• _What is asked_
Pull from the material below each line that contains the word "Target".

• _Data for this exercise_

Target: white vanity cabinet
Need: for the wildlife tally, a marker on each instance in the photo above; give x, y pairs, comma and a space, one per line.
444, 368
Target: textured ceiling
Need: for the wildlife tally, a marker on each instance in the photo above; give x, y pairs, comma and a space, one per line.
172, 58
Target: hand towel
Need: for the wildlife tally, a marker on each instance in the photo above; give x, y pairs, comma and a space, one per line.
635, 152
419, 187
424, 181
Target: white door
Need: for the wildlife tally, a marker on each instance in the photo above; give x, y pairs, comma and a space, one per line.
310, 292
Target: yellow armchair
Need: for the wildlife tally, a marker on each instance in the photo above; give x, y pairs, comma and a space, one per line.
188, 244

==

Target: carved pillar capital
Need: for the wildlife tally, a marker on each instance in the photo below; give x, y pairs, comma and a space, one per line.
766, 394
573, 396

• _Solution to the exercise_
Target: white vanity cabinet
Target: textured ceiling
Target: hand towel
Target: white door
Target: yellow armchair
Target: carved pillar capital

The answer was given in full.